- [Passage]

So what’s the crime here? The crime here under the language of our antitrust laws is really, did they actually reach an agreement to coordinate their trades in a way to affect prices, and we said—the mantra was, no, they didn’t do that. They exchanged information and talked to one another. They traded off with one another, but there was never any agreement that they were going to coordinate their trades in a way that would help them by affecting prices. We argued they shared all this information, they were in a chat room, they knew what each other were doing. But they did their own independent trading in their own interest for their own banks, and it wasn’t coordinated.

That was the mantra that we pressed. In opening, you saw why they chatted, and then with the cross-examination, especially of the cooperating witness, Matt Gardiner, and then in closings again, we beat that theme over and over again. And my opinion is that ultimately that resonated with the jury. We really can’t see the solid evidence of an agreement where these guys all got together and said, okay, we’re going to trade in a way that’s going to benefit all of us. And there were a few chats that we were able to highlight in closing statement.

- [Written exercise 1] In the passage, give again word for word the stretch from "So what’s the" through "it wasn’t coordinated.".
- [Written exercise 2] Shorten the paragraph of the passage that begins "That was the mantra that we pressed," keeping its main facts.
- [Written exercise 3]
Answer these from the passage:
(a) Where were the traders said to be when they shared information?
(b) Who was the cooperating witness named in the passage?
(c) In which part of the trial were a few chats highlighted?

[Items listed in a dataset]

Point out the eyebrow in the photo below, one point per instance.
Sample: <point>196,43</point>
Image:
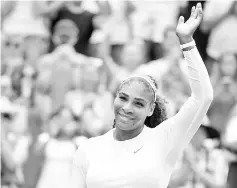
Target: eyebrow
<point>138,99</point>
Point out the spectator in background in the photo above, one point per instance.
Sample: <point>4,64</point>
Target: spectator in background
<point>203,163</point>
<point>170,71</point>
<point>83,19</point>
<point>13,148</point>
<point>148,23</point>
<point>230,143</point>
<point>57,149</point>
<point>133,55</point>
<point>91,100</point>
<point>58,70</point>
<point>224,80</point>
<point>119,27</point>
<point>220,19</point>
<point>22,19</point>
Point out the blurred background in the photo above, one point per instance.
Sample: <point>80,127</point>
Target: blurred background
<point>62,61</point>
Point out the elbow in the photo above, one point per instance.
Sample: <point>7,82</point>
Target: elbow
<point>208,96</point>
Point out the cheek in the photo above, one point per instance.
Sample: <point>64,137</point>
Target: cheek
<point>117,105</point>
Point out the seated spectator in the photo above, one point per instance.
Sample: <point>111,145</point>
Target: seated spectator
<point>203,163</point>
<point>133,55</point>
<point>74,11</point>
<point>91,101</point>
<point>21,19</point>
<point>148,23</point>
<point>230,142</point>
<point>169,71</point>
<point>57,149</point>
<point>13,147</point>
<point>58,69</point>
<point>224,81</point>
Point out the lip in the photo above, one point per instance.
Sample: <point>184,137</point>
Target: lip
<point>125,116</point>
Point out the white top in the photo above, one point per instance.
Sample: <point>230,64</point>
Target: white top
<point>148,159</point>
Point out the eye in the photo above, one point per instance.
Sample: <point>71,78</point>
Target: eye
<point>122,98</point>
<point>139,104</point>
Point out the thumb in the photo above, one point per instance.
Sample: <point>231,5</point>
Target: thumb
<point>181,20</point>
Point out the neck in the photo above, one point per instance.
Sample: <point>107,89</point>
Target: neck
<point>122,135</point>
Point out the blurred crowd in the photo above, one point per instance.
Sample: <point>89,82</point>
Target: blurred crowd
<point>61,64</point>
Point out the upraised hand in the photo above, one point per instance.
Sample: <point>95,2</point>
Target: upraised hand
<point>185,30</point>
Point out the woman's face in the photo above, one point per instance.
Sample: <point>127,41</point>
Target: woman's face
<point>228,65</point>
<point>132,105</point>
<point>65,117</point>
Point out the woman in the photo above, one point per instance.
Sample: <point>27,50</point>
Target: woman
<point>137,152</point>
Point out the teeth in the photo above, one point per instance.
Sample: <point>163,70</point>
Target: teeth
<point>125,117</point>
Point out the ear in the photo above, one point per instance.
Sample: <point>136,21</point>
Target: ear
<point>151,110</point>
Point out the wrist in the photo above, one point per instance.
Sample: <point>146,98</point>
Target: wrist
<point>185,40</point>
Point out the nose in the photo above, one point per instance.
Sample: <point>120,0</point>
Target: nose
<point>127,108</point>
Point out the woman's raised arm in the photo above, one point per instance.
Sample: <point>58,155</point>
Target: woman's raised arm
<point>181,128</point>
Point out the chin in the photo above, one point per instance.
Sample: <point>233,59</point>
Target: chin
<point>124,126</point>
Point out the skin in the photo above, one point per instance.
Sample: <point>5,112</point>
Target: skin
<point>133,123</point>
<point>133,103</point>
<point>228,65</point>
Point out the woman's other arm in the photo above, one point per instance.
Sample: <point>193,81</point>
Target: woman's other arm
<point>79,168</point>
<point>44,8</point>
<point>181,128</point>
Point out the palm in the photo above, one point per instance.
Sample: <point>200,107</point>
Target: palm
<point>186,29</point>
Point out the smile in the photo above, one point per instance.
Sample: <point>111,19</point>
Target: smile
<point>125,117</point>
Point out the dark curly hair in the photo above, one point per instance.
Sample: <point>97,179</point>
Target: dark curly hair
<point>160,113</point>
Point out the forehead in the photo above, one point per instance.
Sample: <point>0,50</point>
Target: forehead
<point>137,89</point>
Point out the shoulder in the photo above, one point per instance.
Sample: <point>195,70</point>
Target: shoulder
<point>94,143</point>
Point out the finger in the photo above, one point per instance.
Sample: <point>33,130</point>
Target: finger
<point>195,14</point>
<point>192,11</point>
<point>181,20</point>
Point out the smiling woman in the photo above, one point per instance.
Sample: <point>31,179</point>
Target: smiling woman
<point>137,153</point>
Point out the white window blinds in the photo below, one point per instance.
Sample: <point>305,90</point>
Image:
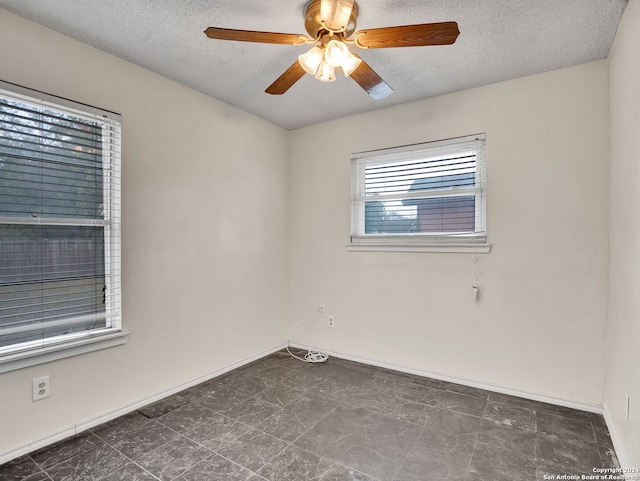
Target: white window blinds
<point>432,192</point>
<point>59,222</point>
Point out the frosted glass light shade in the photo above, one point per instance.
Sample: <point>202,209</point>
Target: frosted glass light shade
<point>350,63</point>
<point>325,72</point>
<point>311,60</point>
<point>336,53</point>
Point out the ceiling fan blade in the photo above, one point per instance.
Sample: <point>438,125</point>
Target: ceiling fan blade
<point>252,36</point>
<point>286,80</point>
<point>335,14</point>
<point>443,33</point>
<point>370,81</point>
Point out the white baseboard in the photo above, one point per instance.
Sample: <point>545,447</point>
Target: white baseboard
<point>618,446</point>
<point>122,410</point>
<point>466,382</point>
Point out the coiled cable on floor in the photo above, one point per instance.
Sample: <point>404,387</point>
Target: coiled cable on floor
<point>311,356</point>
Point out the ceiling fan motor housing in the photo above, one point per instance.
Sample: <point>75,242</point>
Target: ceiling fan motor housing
<point>313,25</point>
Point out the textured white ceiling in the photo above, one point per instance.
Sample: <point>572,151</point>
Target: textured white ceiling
<point>499,40</point>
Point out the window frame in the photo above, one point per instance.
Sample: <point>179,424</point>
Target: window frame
<point>473,242</point>
<point>30,353</point>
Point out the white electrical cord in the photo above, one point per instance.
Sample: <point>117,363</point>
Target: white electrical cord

- [Final answer 1]
So what’s the crime here? The crime here under the language of our antitrust laws is really, did they actually reach an agreement to coordinate their trades in a way to affect prices, and we said—the mantra was, no, they didn’t do that. They exchanged information and talked to one another. They traded off with one another, but there was never any agreement that they were going to coordinate their trades in a way that would help them by affecting prices. We argued they shared all this information, they were in a chat room, they knew what each other were doing. But they did their own independent trading in their own interest for their own banks, and it wasn’t coordinated.

- [Final answer 2] The defense pressed its theme again and again: in opening, by showing why the traders chatted; in cross-examination, especially of cooperating witness Matt Gardiner; and again in closings. The speaker believes this resonated with the jury, because there was no solid evidence of an agreement to trade in a way that would benefit them all. A few chats were highlighted in the closing statement.

- [Final answer 3]
(a) In a chat room.
(b) Matt Gardiner.
(c) The closing statement.